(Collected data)
________________________________________

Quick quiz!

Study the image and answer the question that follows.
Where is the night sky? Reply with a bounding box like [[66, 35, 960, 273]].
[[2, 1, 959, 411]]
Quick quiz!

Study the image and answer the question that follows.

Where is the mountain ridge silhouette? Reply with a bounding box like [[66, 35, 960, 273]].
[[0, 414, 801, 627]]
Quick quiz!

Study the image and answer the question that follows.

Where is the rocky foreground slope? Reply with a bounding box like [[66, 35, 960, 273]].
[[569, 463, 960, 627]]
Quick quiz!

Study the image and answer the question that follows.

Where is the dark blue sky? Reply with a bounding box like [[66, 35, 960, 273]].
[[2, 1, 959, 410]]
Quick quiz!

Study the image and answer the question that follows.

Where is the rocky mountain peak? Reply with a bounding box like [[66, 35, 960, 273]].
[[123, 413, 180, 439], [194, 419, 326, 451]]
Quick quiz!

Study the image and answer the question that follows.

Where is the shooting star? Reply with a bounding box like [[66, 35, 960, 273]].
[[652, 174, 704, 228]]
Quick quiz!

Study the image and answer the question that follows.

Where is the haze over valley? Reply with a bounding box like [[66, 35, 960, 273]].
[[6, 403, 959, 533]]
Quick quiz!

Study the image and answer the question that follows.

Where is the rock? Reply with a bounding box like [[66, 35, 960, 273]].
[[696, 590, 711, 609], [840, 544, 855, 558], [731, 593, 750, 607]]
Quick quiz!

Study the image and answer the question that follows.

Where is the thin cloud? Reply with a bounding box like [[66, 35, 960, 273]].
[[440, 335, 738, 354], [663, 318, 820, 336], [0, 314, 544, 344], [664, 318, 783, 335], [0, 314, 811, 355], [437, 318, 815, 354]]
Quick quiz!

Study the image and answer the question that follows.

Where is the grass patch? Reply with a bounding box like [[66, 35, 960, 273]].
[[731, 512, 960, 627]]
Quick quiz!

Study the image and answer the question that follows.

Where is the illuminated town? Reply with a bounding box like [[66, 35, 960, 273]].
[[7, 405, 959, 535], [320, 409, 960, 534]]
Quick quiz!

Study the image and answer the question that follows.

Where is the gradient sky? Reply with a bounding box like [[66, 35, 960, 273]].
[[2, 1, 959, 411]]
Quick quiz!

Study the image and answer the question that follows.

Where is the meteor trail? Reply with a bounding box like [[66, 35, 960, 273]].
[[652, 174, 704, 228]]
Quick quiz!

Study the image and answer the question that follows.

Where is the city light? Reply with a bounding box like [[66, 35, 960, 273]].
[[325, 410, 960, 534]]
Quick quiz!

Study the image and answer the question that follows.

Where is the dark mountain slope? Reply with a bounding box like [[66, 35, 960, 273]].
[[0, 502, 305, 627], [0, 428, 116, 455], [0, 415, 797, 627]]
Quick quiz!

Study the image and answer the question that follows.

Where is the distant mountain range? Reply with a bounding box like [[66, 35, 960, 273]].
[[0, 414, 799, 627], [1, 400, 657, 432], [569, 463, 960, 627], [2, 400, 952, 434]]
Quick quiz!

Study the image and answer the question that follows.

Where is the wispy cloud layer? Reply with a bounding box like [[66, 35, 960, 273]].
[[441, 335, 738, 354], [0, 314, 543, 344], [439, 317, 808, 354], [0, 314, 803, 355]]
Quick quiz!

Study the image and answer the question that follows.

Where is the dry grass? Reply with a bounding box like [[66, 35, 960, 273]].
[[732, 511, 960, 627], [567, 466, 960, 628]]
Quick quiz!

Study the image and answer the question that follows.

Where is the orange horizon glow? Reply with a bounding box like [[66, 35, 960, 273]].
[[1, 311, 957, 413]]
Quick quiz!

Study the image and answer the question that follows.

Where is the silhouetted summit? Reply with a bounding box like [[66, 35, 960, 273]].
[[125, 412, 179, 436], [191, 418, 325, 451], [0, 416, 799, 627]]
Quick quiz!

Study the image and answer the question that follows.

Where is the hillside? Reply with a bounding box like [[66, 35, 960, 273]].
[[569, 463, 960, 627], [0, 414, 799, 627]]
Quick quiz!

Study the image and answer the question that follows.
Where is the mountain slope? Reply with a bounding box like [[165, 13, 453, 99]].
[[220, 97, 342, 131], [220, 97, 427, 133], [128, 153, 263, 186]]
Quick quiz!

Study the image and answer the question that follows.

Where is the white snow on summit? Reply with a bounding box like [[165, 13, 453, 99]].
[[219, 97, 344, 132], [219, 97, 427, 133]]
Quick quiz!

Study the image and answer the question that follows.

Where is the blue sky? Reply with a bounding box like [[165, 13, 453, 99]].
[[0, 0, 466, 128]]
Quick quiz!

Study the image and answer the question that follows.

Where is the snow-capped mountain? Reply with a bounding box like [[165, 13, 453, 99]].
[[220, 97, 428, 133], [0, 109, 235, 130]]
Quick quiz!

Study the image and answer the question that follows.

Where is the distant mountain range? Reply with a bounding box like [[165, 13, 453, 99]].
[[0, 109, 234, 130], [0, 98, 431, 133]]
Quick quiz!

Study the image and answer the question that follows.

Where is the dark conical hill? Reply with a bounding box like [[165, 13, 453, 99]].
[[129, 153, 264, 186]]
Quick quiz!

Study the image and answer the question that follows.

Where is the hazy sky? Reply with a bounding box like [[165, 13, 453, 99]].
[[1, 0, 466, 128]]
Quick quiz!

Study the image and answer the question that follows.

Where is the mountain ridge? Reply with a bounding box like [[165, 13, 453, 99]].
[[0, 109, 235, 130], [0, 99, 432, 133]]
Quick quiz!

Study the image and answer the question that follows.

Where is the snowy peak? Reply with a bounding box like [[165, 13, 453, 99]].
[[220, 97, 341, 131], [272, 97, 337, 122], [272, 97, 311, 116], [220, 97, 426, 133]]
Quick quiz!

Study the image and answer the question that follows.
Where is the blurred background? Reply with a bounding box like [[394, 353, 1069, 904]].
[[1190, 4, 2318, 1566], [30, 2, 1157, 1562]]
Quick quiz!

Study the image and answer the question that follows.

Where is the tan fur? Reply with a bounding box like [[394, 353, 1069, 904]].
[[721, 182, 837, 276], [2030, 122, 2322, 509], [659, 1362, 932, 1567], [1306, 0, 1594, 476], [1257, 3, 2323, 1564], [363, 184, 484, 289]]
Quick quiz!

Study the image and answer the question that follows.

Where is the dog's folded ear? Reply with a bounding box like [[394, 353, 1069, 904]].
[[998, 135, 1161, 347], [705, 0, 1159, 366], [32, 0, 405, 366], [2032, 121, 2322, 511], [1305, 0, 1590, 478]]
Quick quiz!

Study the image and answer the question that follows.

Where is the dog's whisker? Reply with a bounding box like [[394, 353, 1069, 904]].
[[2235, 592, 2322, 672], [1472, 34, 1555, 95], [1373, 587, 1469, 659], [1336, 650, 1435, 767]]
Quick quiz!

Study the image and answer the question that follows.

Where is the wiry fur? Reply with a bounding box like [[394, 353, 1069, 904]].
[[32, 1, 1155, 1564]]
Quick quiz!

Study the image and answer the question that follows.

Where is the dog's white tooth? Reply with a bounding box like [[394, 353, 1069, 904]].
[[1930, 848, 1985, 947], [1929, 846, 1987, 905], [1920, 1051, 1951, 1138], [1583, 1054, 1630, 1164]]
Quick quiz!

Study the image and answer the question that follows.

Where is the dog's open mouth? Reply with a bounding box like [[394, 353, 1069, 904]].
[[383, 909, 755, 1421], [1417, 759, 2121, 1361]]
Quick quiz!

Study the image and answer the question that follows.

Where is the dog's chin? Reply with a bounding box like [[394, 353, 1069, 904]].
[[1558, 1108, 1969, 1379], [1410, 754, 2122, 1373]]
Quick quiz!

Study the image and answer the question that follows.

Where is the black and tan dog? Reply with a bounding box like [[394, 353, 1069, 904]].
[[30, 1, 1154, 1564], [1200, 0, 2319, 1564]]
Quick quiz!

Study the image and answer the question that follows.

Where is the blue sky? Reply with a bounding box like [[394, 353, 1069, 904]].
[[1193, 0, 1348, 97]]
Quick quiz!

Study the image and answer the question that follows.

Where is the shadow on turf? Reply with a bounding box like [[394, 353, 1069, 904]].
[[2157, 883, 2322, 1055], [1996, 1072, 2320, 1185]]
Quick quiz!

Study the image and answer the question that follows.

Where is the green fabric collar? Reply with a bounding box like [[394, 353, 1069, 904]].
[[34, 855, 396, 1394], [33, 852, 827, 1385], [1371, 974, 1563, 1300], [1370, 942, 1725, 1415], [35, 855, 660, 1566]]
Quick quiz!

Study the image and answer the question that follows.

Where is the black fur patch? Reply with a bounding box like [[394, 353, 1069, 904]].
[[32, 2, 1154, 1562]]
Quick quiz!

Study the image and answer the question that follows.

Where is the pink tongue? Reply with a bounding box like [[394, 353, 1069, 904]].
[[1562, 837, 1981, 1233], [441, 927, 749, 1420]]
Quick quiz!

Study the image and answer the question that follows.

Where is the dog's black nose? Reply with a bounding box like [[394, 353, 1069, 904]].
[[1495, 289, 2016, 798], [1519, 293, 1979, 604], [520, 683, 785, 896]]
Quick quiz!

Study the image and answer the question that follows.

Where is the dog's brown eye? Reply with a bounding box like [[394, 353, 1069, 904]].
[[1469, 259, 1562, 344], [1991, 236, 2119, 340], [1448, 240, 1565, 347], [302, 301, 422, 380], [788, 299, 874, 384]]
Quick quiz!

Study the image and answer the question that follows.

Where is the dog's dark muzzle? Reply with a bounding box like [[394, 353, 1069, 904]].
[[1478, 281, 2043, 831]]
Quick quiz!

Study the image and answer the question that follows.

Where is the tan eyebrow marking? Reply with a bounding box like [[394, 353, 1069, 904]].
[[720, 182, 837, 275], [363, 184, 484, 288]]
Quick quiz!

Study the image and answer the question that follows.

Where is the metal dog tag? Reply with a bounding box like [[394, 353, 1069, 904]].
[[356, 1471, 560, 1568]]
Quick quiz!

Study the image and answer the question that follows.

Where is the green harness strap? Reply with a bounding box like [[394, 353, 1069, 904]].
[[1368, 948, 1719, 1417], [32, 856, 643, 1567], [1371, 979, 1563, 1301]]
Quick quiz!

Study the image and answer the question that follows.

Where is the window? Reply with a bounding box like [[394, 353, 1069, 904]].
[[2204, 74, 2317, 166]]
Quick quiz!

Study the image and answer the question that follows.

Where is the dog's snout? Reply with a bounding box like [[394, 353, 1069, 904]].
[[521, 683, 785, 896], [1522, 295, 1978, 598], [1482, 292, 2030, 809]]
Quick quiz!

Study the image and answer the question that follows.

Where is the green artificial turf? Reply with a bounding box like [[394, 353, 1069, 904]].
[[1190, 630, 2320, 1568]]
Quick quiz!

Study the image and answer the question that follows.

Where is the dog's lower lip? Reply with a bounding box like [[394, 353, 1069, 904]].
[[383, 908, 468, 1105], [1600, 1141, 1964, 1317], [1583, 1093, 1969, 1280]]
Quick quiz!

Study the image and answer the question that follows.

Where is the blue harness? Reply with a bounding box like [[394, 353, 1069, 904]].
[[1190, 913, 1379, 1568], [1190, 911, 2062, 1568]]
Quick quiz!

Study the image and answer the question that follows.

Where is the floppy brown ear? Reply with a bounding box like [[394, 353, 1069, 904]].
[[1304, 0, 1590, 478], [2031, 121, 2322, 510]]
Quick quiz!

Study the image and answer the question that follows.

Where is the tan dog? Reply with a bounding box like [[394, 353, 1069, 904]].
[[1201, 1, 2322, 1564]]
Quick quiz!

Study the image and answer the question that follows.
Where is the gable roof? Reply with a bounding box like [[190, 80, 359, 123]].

________________________________________

Repeat exactly, and only, the lines of the records above, starting with the line that contains "Where is the tan dog?" and ending with the final line, both included.

• _Result for this task_
Where is the tan dog? Reply with a bounding box like [[394, 353, 1069, 904]].
[[1201, 1, 2322, 1564]]
Quick quiz!

Study the image and answer the question that follows.
Where is the gable roof? Reply with a bounding box like [[190, 80, 359, 123]].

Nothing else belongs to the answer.